RECORDS below:

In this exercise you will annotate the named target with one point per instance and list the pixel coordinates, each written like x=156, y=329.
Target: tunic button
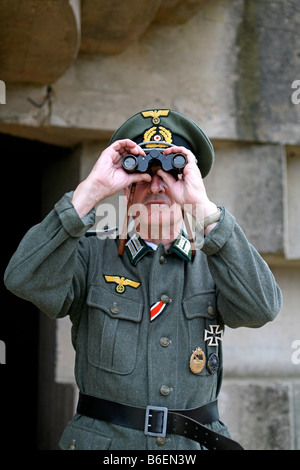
x=165, y=390
x=164, y=341
x=114, y=309
x=165, y=299
x=160, y=441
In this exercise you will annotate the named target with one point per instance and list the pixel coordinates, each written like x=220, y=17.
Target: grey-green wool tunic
x=120, y=354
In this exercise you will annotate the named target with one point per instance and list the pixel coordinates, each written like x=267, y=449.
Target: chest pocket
x=201, y=313
x=113, y=330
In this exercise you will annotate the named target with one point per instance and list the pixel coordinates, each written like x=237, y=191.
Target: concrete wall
x=230, y=67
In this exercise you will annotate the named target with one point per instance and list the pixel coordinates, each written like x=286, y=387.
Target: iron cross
x=214, y=335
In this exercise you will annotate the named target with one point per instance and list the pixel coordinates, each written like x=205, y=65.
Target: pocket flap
x=115, y=305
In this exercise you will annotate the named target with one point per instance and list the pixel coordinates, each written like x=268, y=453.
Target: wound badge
x=197, y=361
x=213, y=363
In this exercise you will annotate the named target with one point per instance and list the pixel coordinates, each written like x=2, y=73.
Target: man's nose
x=157, y=185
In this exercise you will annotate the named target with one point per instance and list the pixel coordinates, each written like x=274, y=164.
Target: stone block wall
x=232, y=66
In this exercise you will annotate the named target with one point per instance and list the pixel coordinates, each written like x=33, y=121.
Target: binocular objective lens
x=179, y=160
x=129, y=162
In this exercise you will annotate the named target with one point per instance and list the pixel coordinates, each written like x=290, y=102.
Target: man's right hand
x=107, y=176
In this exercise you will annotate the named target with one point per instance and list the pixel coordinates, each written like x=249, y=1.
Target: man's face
x=157, y=216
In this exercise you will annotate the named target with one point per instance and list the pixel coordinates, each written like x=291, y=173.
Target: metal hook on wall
x=46, y=98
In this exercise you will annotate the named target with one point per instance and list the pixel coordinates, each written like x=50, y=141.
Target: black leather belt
x=159, y=421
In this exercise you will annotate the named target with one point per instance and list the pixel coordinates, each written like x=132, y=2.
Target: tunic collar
x=136, y=248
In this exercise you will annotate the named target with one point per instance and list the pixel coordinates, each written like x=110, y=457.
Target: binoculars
x=172, y=163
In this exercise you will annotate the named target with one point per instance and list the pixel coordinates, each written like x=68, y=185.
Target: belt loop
x=156, y=418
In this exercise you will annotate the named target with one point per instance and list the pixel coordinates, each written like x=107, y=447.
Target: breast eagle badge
x=121, y=282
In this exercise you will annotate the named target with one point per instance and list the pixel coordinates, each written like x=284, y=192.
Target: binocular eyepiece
x=172, y=163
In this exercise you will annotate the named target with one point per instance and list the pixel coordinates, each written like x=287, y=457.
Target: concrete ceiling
x=41, y=39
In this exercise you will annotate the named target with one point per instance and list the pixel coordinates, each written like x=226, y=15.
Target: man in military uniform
x=147, y=324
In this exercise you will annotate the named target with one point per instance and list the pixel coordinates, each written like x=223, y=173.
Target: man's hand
x=107, y=176
x=188, y=190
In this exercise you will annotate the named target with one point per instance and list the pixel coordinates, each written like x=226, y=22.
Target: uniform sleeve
x=247, y=291
x=49, y=266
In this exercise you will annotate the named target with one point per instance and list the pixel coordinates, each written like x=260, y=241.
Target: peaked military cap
x=165, y=125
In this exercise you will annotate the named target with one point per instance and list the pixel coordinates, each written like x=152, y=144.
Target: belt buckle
x=156, y=418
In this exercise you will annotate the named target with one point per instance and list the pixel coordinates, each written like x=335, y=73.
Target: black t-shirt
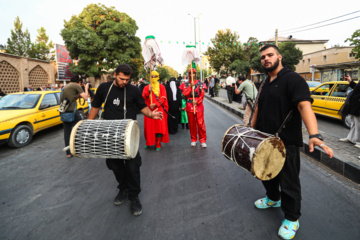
x=114, y=107
x=275, y=102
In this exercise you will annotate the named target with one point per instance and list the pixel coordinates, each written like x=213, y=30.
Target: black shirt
x=275, y=102
x=114, y=107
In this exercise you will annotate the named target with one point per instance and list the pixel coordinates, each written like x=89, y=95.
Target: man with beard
x=127, y=172
x=284, y=90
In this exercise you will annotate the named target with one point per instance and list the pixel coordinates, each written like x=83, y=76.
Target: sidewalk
x=345, y=161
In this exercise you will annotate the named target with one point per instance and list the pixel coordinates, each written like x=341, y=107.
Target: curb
x=346, y=169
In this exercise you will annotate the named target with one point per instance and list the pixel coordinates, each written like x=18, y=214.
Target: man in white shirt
x=230, y=87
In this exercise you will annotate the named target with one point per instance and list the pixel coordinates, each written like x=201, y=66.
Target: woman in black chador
x=174, y=101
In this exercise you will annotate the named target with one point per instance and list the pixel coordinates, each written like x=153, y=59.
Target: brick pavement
x=346, y=160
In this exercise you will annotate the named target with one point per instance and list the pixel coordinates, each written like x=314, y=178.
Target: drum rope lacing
x=240, y=135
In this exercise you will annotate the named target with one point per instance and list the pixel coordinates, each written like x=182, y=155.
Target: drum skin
x=105, y=139
x=261, y=154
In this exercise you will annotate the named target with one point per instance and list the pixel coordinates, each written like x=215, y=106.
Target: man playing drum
x=127, y=172
x=284, y=90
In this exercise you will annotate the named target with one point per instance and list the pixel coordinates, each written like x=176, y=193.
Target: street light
x=198, y=17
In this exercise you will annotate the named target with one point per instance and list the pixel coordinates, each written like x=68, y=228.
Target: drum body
x=261, y=154
x=105, y=139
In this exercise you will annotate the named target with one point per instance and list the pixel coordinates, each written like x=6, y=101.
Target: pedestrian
x=212, y=85
x=127, y=172
x=194, y=92
x=249, y=94
x=72, y=92
x=174, y=101
x=284, y=90
x=156, y=130
x=352, y=108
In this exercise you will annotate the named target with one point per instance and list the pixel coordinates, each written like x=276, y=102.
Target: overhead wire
x=320, y=22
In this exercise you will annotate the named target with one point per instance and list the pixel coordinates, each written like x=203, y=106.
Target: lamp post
x=198, y=17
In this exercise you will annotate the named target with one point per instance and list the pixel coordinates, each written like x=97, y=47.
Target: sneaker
x=119, y=199
x=135, y=207
x=288, y=229
x=344, y=140
x=266, y=203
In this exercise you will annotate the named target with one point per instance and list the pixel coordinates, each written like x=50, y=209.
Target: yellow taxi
x=25, y=113
x=329, y=97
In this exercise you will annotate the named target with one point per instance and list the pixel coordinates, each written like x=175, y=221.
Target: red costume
x=196, y=120
x=152, y=126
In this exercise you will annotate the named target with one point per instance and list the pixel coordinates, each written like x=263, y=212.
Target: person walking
x=249, y=94
x=284, y=93
x=126, y=171
x=352, y=108
x=230, y=87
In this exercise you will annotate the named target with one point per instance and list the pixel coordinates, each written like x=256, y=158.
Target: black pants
x=127, y=174
x=289, y=182
x=67, y=132
x=230, y=92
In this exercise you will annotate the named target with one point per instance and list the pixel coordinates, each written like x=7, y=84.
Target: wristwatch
x=319, y=136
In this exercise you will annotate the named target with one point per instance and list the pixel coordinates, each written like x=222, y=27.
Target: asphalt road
x=187, y=193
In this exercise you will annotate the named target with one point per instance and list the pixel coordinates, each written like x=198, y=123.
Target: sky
x=169, y=20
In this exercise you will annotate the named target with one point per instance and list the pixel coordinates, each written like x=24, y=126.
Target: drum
x=261, y=154
x=105, y=139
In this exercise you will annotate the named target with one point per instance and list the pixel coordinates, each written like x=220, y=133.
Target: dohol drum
x=105, y=139
x=261, y=154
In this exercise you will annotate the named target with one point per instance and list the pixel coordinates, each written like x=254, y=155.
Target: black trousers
x=230, y=92
x=289, y=182
x=67, y=132
x=127, y=174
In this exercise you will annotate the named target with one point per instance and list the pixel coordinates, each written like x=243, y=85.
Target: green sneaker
x=266, y=203
x=288, y=229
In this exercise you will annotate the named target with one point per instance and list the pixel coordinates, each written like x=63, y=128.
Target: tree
x=291, y=55
x=226, y=49
x=41, y=49
x=100, y=37
x=355, y=41
x=19, y=43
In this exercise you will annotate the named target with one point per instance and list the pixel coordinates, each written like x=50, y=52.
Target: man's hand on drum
x=156, y=115
x=317, y=142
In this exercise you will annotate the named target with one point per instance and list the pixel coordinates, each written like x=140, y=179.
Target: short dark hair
x=270, y=46
x=241, y=78
x=124, y=68
x=76, y=78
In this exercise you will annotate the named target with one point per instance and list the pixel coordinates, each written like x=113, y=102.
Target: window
x=49, y=100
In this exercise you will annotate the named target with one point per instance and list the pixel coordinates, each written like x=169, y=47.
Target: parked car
x=329, y=97
x=313, y=84
x=25, y=113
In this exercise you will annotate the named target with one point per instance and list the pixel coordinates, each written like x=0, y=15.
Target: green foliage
x=226, y=49
x=100, y=37
x=355, y=41
x=291, y=55
x=41, y=49
x=19, y=43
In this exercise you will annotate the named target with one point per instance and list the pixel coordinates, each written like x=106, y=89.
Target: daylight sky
x=168, y=20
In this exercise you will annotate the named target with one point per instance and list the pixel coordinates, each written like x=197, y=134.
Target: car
x=23, y=114
x=313, y=84
x=329, y=97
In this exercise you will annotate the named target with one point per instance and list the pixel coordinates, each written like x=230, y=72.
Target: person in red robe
x=195, y=108
x=156, y=131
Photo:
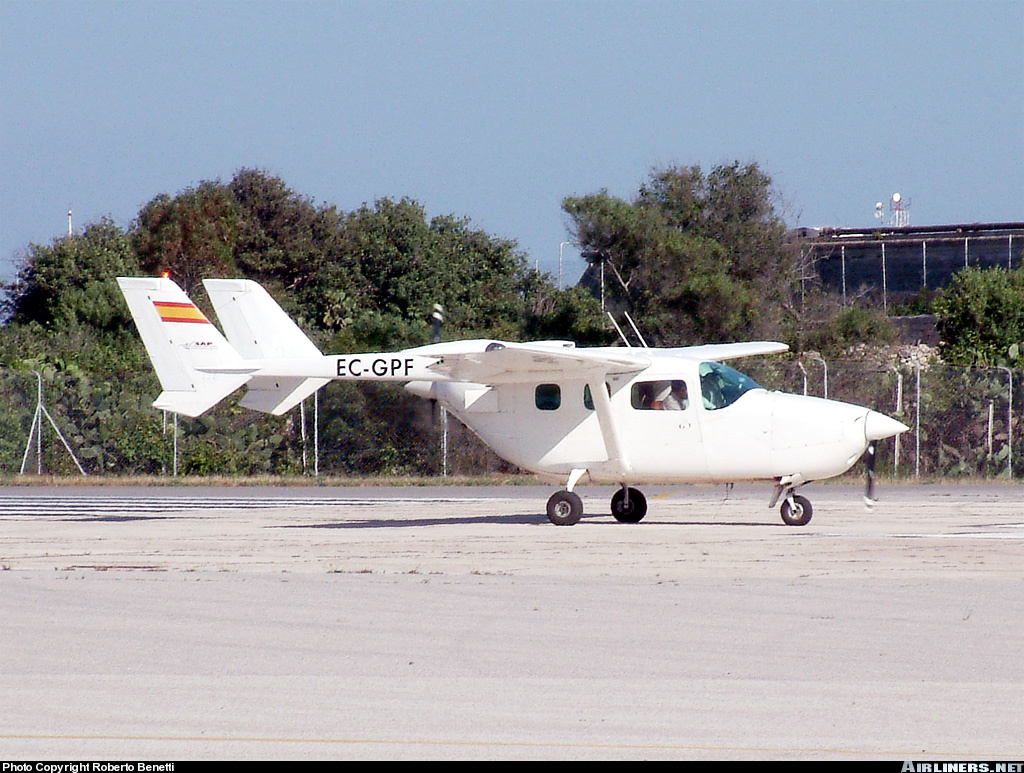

End of RECORDS.

Print, word for word, the lines above that run from the line containing "Target: belt loop" to the line containing "like x=83, y=76.", both included. Keep the pictures out.

◆ **EXERCISE OUTPUT**
Target: belt loop
x=156, y=418
In this exercise you will annotate the named target with one point per instance and list the pixel coordinates, each written like x=107, y=447.
Target: breast eagle badge
x=121, y=282
In this exercise you will annotate the named target with one point per instance and list the pixel coordinates, each written like x=284, y=192.
Target: binocular eyepiece
x=172, y=163
In this exercise you will annotate the named target with one point per instance and list the pixel coordinates, each written like x=287, y=457.
Target: concrete ceiling
x=41, y=39
In this exercise you will annotate the named target with one point per instance and list the pixel coordinates, each written like x=226, y=15.
Target: man in military uniform
x=147, y=324
In this exercise you will annotate the named target with one point per instance and list the pixel coordinates, each written like x=223, y=173.
Target: man's hand
x=107, y=176
x=188, y=190
In this exercise you will annotate the named target with one point per instance and list the pixel coordinates, each written like x=226, y=22.
Target: uniform sleeve
x=247, y=291
x=49, y=266
In this exercise you will annotate the named target with one point per instance and list the pixel coordinates, each written like x=260, y=241.
Target: peaked military cap
x=165, y=125
In this exercise you will annotate the named target with one point per instance and list the pixel coordinates, each written like x=152, y=144.
Target: belt buckle
x=156, y=418
In this exercise you will annotate the named target with one point per instance and list the pixel coordinates, each written like x=335, y=73.
Target: black t-shirt
x=114, y=107
x=275, y=102
In this exercise you will annotate the named target with one point per instance and list the pixel coordinates, each written like x=213, y=30.
Target: black shirt
x=275, y=102
x=114, y=107
In this exercise you will annotate the named target with one point per instance and list the pixel coordinates, each written like x=89, y=95.
Target: man with beard
x=127, y=172
x=284, y=90
In this exercise you will annotate the named target with one point per instance and list the pixel coordinates, each written like x=83, y=76.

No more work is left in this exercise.